◆ **Dataset records**
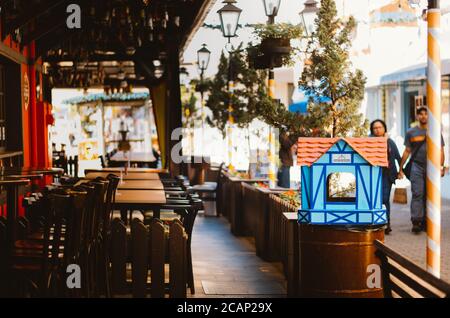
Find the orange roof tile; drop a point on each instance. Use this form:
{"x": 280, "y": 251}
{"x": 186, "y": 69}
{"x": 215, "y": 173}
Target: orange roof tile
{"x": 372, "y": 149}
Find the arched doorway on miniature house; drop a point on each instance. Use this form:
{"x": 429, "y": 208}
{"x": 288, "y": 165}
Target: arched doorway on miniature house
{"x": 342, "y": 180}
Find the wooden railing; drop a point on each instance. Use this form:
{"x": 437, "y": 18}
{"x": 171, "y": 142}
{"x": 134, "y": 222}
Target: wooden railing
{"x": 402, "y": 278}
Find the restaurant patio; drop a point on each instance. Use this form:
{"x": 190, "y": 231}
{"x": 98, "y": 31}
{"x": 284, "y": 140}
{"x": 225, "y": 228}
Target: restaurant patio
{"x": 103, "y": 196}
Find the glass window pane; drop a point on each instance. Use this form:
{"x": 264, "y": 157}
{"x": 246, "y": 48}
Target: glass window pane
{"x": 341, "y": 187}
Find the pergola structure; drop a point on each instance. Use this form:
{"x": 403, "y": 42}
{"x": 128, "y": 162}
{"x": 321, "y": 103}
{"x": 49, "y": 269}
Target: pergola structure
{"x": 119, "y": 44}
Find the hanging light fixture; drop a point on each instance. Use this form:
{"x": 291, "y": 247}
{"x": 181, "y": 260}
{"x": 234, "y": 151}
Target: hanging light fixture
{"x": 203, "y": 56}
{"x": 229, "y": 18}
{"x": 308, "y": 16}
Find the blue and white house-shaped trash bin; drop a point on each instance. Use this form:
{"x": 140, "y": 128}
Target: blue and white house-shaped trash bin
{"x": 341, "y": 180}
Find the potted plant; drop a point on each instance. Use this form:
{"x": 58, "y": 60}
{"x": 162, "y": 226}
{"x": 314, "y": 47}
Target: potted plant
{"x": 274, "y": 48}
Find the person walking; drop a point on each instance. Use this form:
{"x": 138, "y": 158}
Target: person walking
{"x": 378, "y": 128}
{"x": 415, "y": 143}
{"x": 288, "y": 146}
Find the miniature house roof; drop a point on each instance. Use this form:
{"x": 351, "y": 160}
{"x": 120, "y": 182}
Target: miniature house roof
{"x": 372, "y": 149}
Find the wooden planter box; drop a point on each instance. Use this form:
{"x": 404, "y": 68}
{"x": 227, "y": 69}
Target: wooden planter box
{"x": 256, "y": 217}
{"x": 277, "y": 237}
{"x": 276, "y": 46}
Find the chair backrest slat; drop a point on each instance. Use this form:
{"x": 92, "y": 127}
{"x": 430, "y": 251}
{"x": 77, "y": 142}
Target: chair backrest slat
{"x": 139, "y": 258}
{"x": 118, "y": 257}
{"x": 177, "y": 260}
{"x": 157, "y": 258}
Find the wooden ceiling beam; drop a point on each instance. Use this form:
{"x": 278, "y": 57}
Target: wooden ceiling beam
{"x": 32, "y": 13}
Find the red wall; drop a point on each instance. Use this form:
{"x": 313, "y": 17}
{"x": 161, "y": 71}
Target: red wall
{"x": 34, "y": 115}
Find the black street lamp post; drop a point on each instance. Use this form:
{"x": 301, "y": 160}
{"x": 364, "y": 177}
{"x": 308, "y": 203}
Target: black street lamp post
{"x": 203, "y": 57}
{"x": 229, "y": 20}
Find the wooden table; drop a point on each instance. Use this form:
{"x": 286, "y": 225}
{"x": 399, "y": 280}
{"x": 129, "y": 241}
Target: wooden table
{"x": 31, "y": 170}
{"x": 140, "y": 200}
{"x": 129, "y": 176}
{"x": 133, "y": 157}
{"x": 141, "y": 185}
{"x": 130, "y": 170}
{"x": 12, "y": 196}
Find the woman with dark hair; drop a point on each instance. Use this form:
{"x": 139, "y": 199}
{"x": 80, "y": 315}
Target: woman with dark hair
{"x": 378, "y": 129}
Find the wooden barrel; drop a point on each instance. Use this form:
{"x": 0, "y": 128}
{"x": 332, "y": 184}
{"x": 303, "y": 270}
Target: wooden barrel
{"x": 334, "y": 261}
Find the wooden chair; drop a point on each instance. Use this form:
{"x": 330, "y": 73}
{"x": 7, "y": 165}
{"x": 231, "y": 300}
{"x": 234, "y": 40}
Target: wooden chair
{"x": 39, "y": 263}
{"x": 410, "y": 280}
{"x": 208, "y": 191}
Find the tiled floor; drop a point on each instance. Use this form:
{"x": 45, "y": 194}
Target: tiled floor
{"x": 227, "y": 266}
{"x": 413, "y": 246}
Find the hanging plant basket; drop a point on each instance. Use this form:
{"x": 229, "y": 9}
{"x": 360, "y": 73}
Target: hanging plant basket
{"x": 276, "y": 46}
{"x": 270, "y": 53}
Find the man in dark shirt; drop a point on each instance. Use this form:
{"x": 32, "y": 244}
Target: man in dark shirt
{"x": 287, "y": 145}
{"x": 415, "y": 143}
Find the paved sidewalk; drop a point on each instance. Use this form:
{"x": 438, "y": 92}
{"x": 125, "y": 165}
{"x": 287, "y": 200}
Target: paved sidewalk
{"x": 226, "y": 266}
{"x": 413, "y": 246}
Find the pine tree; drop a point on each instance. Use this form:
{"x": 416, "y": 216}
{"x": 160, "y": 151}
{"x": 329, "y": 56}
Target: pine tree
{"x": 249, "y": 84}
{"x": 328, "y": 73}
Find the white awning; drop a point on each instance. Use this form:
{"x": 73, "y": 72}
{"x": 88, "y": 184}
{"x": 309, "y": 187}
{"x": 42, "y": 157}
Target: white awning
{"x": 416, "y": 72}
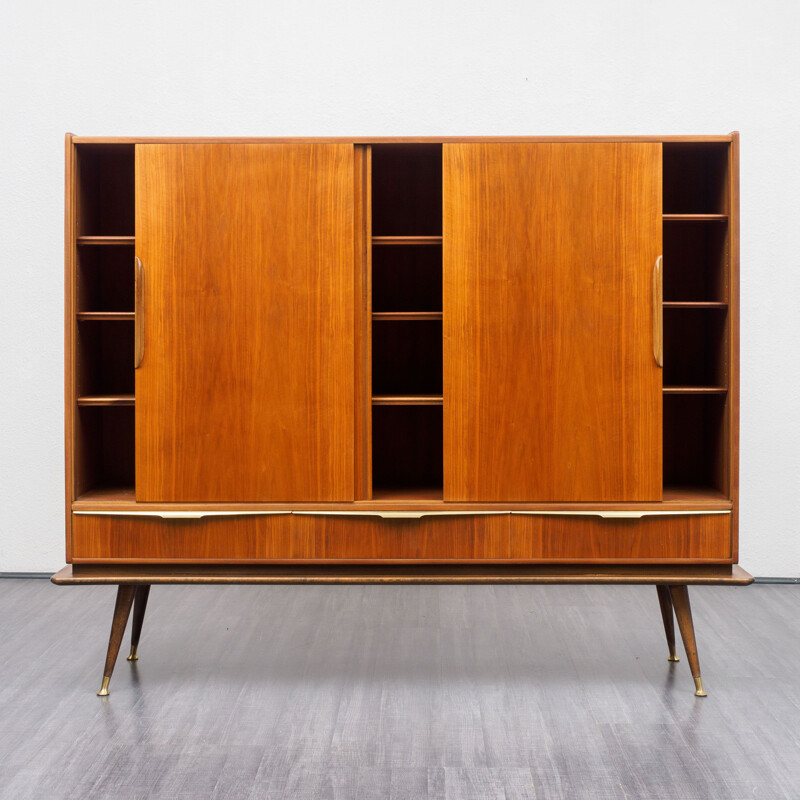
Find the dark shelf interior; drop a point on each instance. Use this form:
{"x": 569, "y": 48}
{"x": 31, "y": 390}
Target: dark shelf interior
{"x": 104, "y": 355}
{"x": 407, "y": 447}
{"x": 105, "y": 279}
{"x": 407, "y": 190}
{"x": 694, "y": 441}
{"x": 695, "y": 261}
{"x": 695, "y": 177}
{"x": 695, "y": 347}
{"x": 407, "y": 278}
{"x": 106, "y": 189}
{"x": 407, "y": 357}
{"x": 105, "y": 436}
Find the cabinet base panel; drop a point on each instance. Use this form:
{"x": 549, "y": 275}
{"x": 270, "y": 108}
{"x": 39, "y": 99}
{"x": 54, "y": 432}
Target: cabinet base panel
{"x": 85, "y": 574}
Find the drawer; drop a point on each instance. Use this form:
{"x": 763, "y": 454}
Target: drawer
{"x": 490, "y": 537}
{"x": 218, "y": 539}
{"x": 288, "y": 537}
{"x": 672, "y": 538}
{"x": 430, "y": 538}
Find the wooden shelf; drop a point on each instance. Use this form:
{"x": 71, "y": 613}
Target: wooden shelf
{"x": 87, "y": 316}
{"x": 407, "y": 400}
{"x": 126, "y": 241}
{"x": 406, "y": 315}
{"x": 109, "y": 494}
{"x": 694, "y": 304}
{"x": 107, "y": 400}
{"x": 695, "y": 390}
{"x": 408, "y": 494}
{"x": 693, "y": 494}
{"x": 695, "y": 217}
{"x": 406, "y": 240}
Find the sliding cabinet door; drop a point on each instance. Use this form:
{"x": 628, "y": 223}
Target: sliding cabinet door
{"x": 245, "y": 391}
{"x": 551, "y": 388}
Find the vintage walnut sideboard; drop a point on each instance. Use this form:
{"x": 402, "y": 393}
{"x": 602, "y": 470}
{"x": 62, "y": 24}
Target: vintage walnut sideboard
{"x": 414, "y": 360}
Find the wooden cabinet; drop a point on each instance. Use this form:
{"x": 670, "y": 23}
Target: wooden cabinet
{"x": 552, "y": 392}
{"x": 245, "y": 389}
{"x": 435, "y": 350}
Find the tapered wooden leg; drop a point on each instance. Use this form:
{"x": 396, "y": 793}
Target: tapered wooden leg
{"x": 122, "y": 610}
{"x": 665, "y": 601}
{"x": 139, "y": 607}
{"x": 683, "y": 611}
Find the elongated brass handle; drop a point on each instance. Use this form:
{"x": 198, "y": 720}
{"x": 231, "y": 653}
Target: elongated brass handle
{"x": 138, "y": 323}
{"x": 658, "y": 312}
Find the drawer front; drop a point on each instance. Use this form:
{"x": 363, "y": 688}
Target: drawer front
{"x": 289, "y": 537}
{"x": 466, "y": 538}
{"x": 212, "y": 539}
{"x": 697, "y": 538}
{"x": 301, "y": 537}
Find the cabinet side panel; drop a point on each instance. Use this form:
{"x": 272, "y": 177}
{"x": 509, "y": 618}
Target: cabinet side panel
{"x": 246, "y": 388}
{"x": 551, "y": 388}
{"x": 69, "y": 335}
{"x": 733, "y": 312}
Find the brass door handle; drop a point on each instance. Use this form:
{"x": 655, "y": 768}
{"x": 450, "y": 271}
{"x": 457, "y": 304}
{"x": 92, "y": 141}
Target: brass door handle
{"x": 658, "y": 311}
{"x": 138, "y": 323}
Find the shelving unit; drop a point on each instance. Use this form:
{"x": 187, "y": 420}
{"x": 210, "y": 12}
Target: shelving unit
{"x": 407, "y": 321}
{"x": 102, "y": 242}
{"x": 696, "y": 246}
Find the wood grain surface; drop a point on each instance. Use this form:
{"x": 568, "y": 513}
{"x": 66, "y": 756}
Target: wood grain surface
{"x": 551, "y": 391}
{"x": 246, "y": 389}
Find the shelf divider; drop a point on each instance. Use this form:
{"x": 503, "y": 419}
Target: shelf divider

◆ **Challenge**
Extract every line from the one containing "Find the cabinet side" through the last line of the data, inclusive, exactly as written.

◆ **Complete output**
Find the cabinet side panel; drop a point on each instance. Use this form:
{"x": 272, "y": 177}
{"x": 509, "y": 618}
Target: cabinet side panel
{"x": 246, "y": 388}
{"x": 551, "y": 388}
{"x": 69, "y": 335}
{"x": 733, "y": 312}
Find the brass door handle; drop a point on each instance. Use this form:
{"x": 655, "y": 768}
{"x": 450, "y": 271}
{"x": 457, "y": 304}
{"x": 92, "y": 141}
Target: brass door handle
{"x": 658, "y": 311}
{"x": 138, "y": 323}
Find the shelving unit; drop a point on each instance. Use this form:
{"x": 187, "y": 420}
{"x": 210, "y": 12}
Target: shelving unit
{"x": 407, "y": 321}
{"x": 102, "y": 242}
{"x": 696, "y": 246}
Find the wood grain surface; drop a point on each instance. Use this form:
{"x": 568, "y": 513}
{"x": 66, "y": 756}
Target: wood grain surface
{"x": 551, "y": 391}
{"x": 246, "y": 389}
Find the shelf divider; drop a point on each instance. Use this form:
{"x": 503, "y": 419}
Target: shelf divider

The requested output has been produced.